*** RECORDS PROVIDED ***

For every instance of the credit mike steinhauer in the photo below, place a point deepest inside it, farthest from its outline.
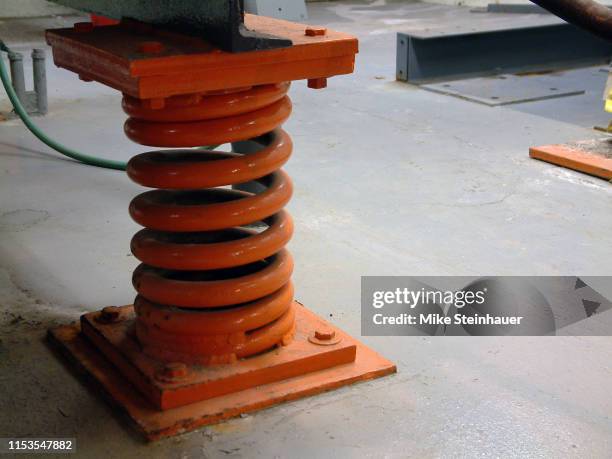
(437, 319)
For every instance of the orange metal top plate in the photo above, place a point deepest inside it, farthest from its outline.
(112, 55)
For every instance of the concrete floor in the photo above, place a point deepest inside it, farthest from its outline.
(390, 180)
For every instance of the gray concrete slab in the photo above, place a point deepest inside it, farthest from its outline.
(390, 179)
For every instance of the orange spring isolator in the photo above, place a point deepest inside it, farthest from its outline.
(211, 288)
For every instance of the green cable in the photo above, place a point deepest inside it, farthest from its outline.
(86, 159)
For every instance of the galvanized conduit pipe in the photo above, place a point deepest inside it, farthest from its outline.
(586, 14)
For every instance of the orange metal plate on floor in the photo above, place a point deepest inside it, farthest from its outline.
(188, 65)
(156, 424)
(578, 159)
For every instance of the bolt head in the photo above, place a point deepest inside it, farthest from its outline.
(317, 83)
(173, 372)
(315, 31)
(83, 27)
(325, 334)
(150, 47)
(110, 314)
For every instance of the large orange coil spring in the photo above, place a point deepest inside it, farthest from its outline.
(211, 289)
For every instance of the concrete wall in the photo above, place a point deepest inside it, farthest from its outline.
(29, 8)
(486, 2)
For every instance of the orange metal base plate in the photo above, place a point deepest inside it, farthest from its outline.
(156, 423)
(592, 157)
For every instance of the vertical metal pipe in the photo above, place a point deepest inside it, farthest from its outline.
(40, 80)
(17, 75)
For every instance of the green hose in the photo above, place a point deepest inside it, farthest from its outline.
(86, 159)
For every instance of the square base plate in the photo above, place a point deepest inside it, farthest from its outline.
(593, 157)
(155, 423)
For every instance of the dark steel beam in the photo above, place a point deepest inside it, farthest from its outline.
(431, 56)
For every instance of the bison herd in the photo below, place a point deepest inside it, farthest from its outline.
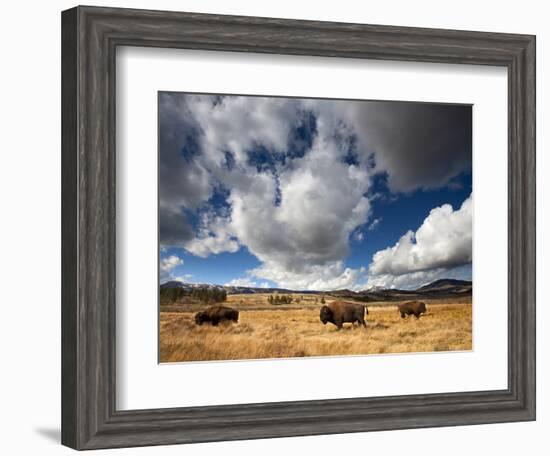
(337, 313)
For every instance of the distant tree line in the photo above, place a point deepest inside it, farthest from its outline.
(279, 299)
(201, 294)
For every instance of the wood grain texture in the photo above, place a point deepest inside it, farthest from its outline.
(89, 39)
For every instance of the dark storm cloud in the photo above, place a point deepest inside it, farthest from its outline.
(183, 182)
(293, 176)
(419, 145)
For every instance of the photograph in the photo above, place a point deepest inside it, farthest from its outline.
(293, 227)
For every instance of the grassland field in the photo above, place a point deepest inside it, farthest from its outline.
(294, 330)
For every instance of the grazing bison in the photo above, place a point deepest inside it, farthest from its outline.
(340, 312)
(215, 314)
(411, 308)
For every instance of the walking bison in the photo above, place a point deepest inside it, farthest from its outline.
(415, 308)
(215, 314)
(340, 312)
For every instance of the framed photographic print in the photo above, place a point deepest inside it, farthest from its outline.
(268, 224)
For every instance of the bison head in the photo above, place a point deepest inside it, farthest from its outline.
(325, 315)
(200, 318)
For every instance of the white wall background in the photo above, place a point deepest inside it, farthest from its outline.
(30, 234)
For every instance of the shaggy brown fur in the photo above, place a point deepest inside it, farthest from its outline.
(415, 308)
(340, 312)
(215, 314)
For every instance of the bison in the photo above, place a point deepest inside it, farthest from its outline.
(340, 312)
(215, 314)
(415, 308)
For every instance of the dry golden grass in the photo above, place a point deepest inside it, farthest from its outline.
(290, 331)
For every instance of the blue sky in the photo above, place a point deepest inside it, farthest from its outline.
(313, 194)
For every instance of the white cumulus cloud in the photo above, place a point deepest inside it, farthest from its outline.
(443, 242)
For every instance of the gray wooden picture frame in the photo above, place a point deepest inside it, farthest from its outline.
(90, 36)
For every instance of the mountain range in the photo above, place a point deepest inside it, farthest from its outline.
(443, 288)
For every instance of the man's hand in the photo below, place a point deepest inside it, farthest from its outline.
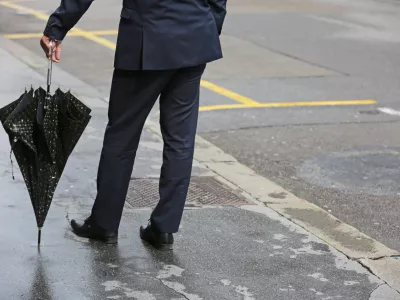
(51, 48)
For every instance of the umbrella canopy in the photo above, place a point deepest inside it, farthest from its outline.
(43, 131)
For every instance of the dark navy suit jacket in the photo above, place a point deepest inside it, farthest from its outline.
(155, 34)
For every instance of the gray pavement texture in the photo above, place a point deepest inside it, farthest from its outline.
(344, 159)
(221, 253)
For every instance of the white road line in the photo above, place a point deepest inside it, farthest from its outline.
(389, 111)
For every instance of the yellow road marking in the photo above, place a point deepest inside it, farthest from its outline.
(227, 93)
(245, 102)
(15, 36)
(108, 44)
(287, 104)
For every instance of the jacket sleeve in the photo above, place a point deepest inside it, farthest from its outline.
(218, 8)
(65, 17)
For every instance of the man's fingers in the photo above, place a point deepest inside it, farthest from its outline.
(57, 55)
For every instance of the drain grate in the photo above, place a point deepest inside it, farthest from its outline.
(202, 191)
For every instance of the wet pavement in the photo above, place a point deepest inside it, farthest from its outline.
(247, 252)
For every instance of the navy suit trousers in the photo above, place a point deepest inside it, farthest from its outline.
(133, 94)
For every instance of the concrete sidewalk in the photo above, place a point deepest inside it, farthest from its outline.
(231, 246)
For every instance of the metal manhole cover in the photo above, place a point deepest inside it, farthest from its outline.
(202, 191)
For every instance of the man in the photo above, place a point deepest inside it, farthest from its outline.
(162, 49)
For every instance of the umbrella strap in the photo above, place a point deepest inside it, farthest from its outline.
(12, 163)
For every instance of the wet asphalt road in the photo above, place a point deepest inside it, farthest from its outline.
(343, 158)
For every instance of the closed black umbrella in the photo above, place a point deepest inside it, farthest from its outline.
(43, 130)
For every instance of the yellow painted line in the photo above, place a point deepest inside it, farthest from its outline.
(245, 102)
(15, 36)
(288, 104)
(227, 93)
(108, 44)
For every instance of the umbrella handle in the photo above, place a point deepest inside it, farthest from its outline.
(49, 75)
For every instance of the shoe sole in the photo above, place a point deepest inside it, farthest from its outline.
(109, 241)
(160, 247)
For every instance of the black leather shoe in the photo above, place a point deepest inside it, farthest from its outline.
(159, 240)
(89, 229)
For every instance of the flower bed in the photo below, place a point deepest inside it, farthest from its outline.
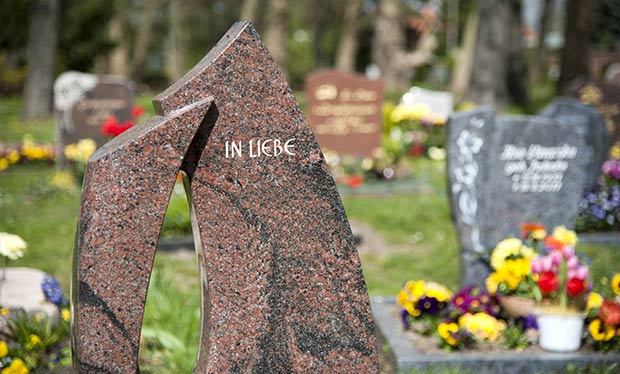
(545, 269)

***

* TRY IT:
Your task is to repeat the data above exactly while excluding the pictures.

* RESPONSE:
For every instance of the credit mike steinhauer in the photo below, place a point deepest inside it, farthest from its outline.
(437, 319)
For every instance of the orange metal top plate in the photo above, place a point deepest inside it, farthest from its outline.
(112, 55)
For every instance of the concrete floor in the photo above, place a point deepest inside it, farthest from its outline.
(390, 180)
For every instance of the gray concrete slab in the photo above, place a point deepest inside it, farthest from its outline.
(390, 179)
For every instance of the orange spring isolator in the photo above, place a point deepest inside it, farthest from its outline.
(211, 288)
For every instance of the green cable in the photo above, place a point deepest inside it, farthest from its outline.
(86, 159)
For every instance of the galvanized conduit pipe in the photo above, place a point deepest inside it, farthest from its outline.
(586, 14)
For every instance of the orange metal plate on floor in the photo above, place a point deepest inside it, farthest from its outline.
(188, 65)
(156, 424)
(578, 159)
For every instance of the bolt head in the photo above, place a point deepest inside it, farthest from its outline.
(317, 83)
(173, 372)
(315, 31)
(83, 27)
(325, 334)
(150, 47)
(110, 314)
For every instance of the large orange coil spring in the photo above, place a point deepest inside it, farthest from its outline.
(211, 289)
For every instance of the concrete wall in the photo above, place a point deepest inside it, farthest from its outline.
(29, 8)
(486, 2)
For every instance of the orange metal base plate in the photo above, place a point deepest inside it, farthest from its outline.
(156, 423)
(592, 157)
For every instance of the vertical metal pipe in the photo above, place a point deepest inside it, farthest from its outline.
(40, 80)
(17, 75)
For every instance of the green hose in the photo above, place a point deepest inside it, farthest from its outline.
(86, 159)
For every instance of the square base plate in the photo above, place a point deepest inside it, farthest from its outline.
(593, 157)
(155, 423)
For every instance of the dark steel beam in the photo above, place a point deepest inside it, farthest from its outline.
(431, 56)
For every instance of the bison herd in the photo below, place a point deepest inside it, farthest from its outline.
(337, 313)
For every instance of the distant tree line in the photo above, place a point deepest inside it, farthest from its outline.
(279, 299)
(201, 294)
For every instance of the wood grain texture in the photo above, place a point deepest inside it, farthest from its outline.
(89, 39)
For every instance of the dark storm cloud in the photo above, place a point deepest inside it, farthest from its outline.
(183, 182)
(293, 176)
(419, 145)
For every instance of the photograph in the photo above, place a point deepest inside it, farthest from its outline.
(293, 227)
For every instance of the grassland field in the photo above, place a point deepest inside it, farthest from its outline.
(294, 330)
For every instance of the grazing bison in the photo above, place a point deepest inside it, farthest from its outline.
(340, 312)
(215, 314)
(411, 308)
For every instance of the walking bison in the photo above, place a point deepest inside it, farthest from its outline.
(415, 308)
(215, 314)
(340, 312)
For every instance of the framed photographic print in the photo above, place a point deepest inside it, farthest from its outline.
(268, 224)
For every instance of the bison head in the photo above, place a point deepest inside it, farthest from its outline.
(325, 315)
(200, 318)
For every instance of the white wall background in the photo above, place a point deepest inside it, farthest from its outline.
(30, 234)
For every instance of the shaggy brown fur in the photo above, place a point deepest inside it, farthest from its outline.
(415, 308)
(340, 312)
(215, 314)
For every instance of the bison in the photo above, place a point deepest inside it, farthest from its outline.
(340, 312)
(215, 314)
(415, 308)
For every instance of the dry golden grass in the photo above, place a point deepest inside it, farthest from its outline.
(290, 331)
For every instance of the blue sky in the photo above, place a point deepest inside it, farthest from its outline.
(313, 194)
For every instance of the white cumulus cloud in the photo above, place a point deepest inside it, farthest from its outline.
(443, 242)
For every instance of the gray wooden picture frame in the photo above, place a point deepest inside it, farthest from its outline.
(90, 36)
For every instance of the mountain range in the photo above, place a point deepest inside it, farthest from its outline.
(443, 288)
For every instance of the man's hand in the photo below, place a point deepest inside it, farthest from its outline.
(51, 48)
For every instance of the umbrella canopy in the photo above, place a point deepest inside it, farthest from its outline.
(43, 131)
For every instance of the dark navy suit jacket in the photo above, place a point deepest inside it, farthest from its outline.
(155, 34)
For every instance of the gray pavement texture in the photo above, place a point deepest inside it, farthest from its outline.
(344, 159)
(221, 253)
For every instance of the white road line in the photo above, place a point deepest inside it, farthest from its outline.
(389, 111)
For every instance of the yellow road marking in the photo above, place a point deepest inside it, farthest from its outline.
(227, 93)
(245, 102)
(15, 36)
(108, 44)
(287, 104)
For every instance of the jacket sleeve in the photo above, place a point deepest inside it, farthest from its outline.
(218, 8)
(65, 17)
For every instance of the man's fingers in the photo above, place a point deepest inside it, farthest from its outline.
(57, 55)
For every instance of the drain grate in the photo above, place a point deepest inside it, farthest from its outline.
(202, 191)
For every instance of the wet pavement in the photo above, place a point deepest inside it, farthest from its outline.
(247, 252)
For every instance of the navy suit trousers in the photo above, place a point deepest inside it, farthest from its outline.
(133, 94)
For every instance of the concrete sidewalk in the photo above, place a point deepest inside it, farthest from its outline.
(231, 246)
For every instance of the metal manhole cover in the photo above, place a point deepest inside it, farthest from its outline.
(202, 191)
For every instance of the man in the photo above, place a point deepest inside it, farthest from its outline.
(162, 49)
For every instance of the umbrella strap in the photo above, place a point deepest inside it, farthest from its outline.
(12, 163)
For every instance of the wet asphalt road in the photo above, place a point deepest inside it, farthest from its outline.
(343, 158)
For every instance of the closed black umbrella in the photo above, place a point deepest inside it, farthest from its outline.
(43, 130)
For every instance of the yellow painted line in the photo above, place a point deepest inside it, farthest from its outline.
(245, 102)
(15, 36)
(288, 104)
(227, 93)
(108, 44)
For every instance of the umbrella handle in the photo above, place a point deepest inside it, farthest from its outline.
(49, 75)
For every instance of the shoe sole in the photo above, place a point deepest inside it, farthest from its outline.
(109, 241)
(160, 247)
For every instance of the black leather shoe in the photo above, place a point deepest inside it, farthest from its outline.
(159, 240)
(89, 229)
For every instance of the flower bed in the photo below, place a point deepest inside it, farthest from its outline.
(545, 269)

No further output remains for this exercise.